- **TEXTO FORNECIDO**
━━━━━━━━━━
O romeno Cristian Mungiu, com "Bacalaureat", e o francês Olivier Assayas, com "Personal Shopper", compartilharam o prêmio de melhor diretor do Festival de Cannes. Em "Bacalaureat", Cristian Mungiu retrata uma sociedade romena devastada pela corrupção, enquanto "Personal Shopper", dirigido por Olivier Assayas, conta a história de uma jovem que tenta entrar em contato com o fantasma de seu irmão.

Melhores atores

O ator iraniano Shahab Hosseini conquistou o prêmio de melhor ator em Cannes por seu papel em "The Salesman", de Asghar Farhadi, um drama doméstico e social sobre a classe média de Teerã, também premiado na categoria de melhor roteiro. A fita conta a história de um casal de atores de teatro que ensaiam a peça "A Morte do caixeiro viajante", de Arthur Miller, e que precisam deixar o apartamento onde vivem na capital iraniana, pois este ameaça desabar.

Eles se mudam para o apartamento conseguido através de um amigo, que omite que a inquilina anterior era uma prostituta. Um dia, um antigo cliente dela entra e estupra a esposa (Taraneh Alidusti), desencadeando a busca por vingança do marido, interpretado por Hosseini, que quer lavar sua honra.

Através desta história de vingança, o diretor se questiona sobre a violência, que o protagonista considera estar no direito de exercer. A trama é entremeada com os ensaios da peça de Miller. "Há tempos queria fazer um filme sobre uma peça de teatro", explicou à AFP Asghar Farhadi, cineasta iraniano de 44 anos, ganhador de um Oscar com "A Separação" (2011).

A melhor atriz da edição 2016 do festival foi para a filipina Jaclyn Jose, do filme "Ma Rosa", do diretor filipino Brillante Mendonza. Na trama, ela interpreta a matriarca de uma família pobre de Manilla e derrotou a favorita Sonia Braga, cotada por sua elogiada interpretação no brasileiro "Aquarius", de Kleber Mendonça Filho, que não levou nenhum prêmio.    AFP PHOTO / ALBERTO PIZZOLI / N/A

Jaclyn Jose agredece ao prêmio, ao lado da filha e do diretor Brillante Mendoza

Palma de Ouro de honra

O ator Jean-Pierre Léaud recebeu uma Palma de Ouro de honra no Festival de Cannes, sendo aplaudido de pé pelo público.    "Nasci em Cannes, em 1959, depois da exibição de 'Os incompreendidos' ('Les quatre cents coups', no original), de François Truffaut", lembrou emocionado o ator, de 72 anos, que foi ao Festival pela primeira vez aos 14. "Ao final da projeção, fui aclamado sob um mar de aplausos", completou.

"Sinto hoje a mesma alegria profunda do que há 58 anos, quando François me disse, remetendo-me ao set de '400 coups', toma, Jean-Pierre, você ganhou o papel principal", acrescentou. "Nunca quis construir uma carreira, mas escolhi filmar com diretores que amo e admiro", completou.
━━━━━━━━━━
- **SOBRE A TAREFA**
Reproduza, do texto acima sobre o Festival de Cannes, o trecho que começa em "Melhores atores" e termina em "lavar sua honra.".

- **CONTEÚDO DA LISTAGEM**
━━━━━━━━━━
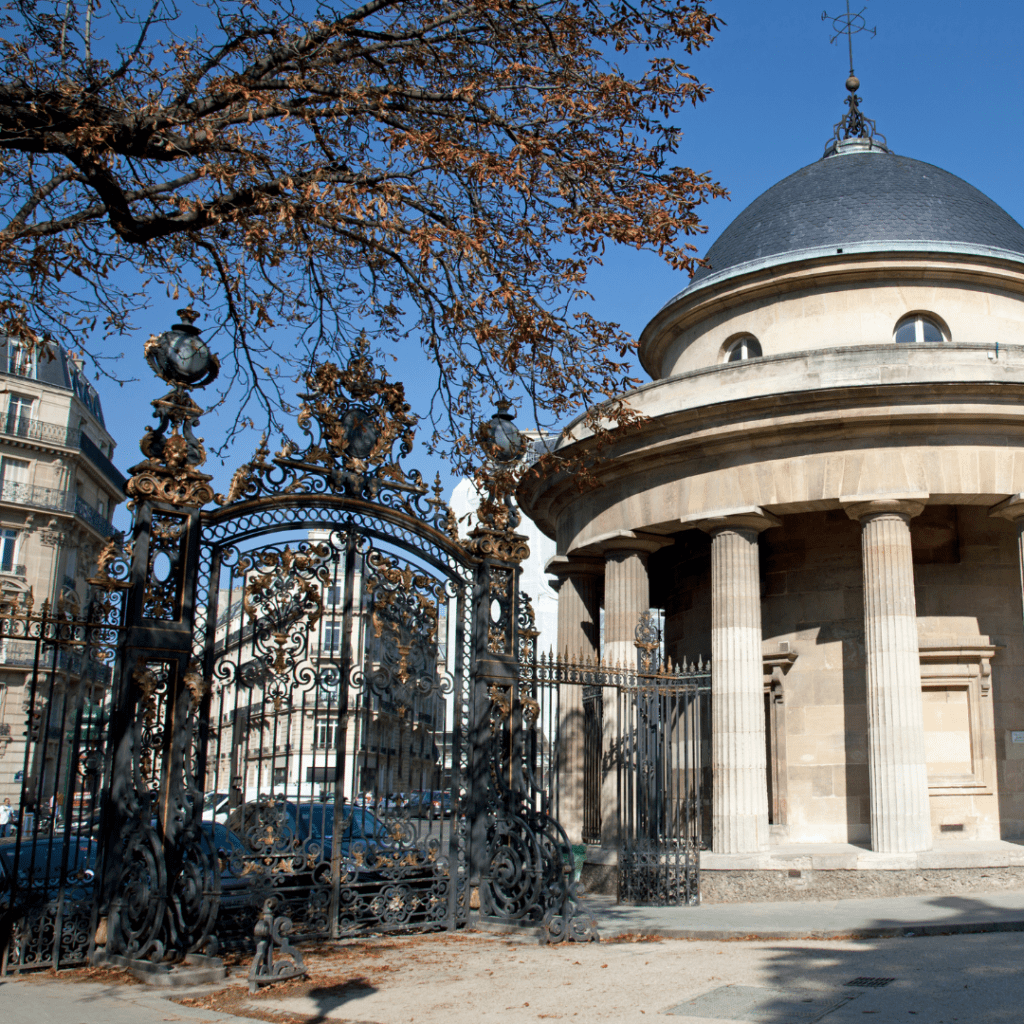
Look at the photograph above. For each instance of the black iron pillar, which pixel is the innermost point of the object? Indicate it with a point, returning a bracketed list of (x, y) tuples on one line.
[(159, 890)]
━━━━━━━━━━
- **RESULTADO DA TAREFA**
Melhores atores

O ator iraniano Shahab Hosseini conquistou o prêmio de melhor ator em Cannes por seu papel em "The Salesman", de Asghar Farhadi, um drama doméstico e social sobre a classe média de Teerã, também premiado na categoria de melhor roteiro. A fita conta a história de um casal de atores de teatro que ensaiam a peça "A Morte do caixeiro viajante", de Arthur Miller, e que precisam deixar o apartamento onde vivem na capital iraniana, pois este ameaça desabar.

Eles se mudam para o apartamento conseguido através de um amigo, que omite que a inquilina anterior era uma prostituta. Um dia, um antigo cliente dela entra e estupra a esposa (Taraneh Alidusti), desencadeando a busca por vingança do marido, interpretado por Hosseini, que quer lavar sua honra.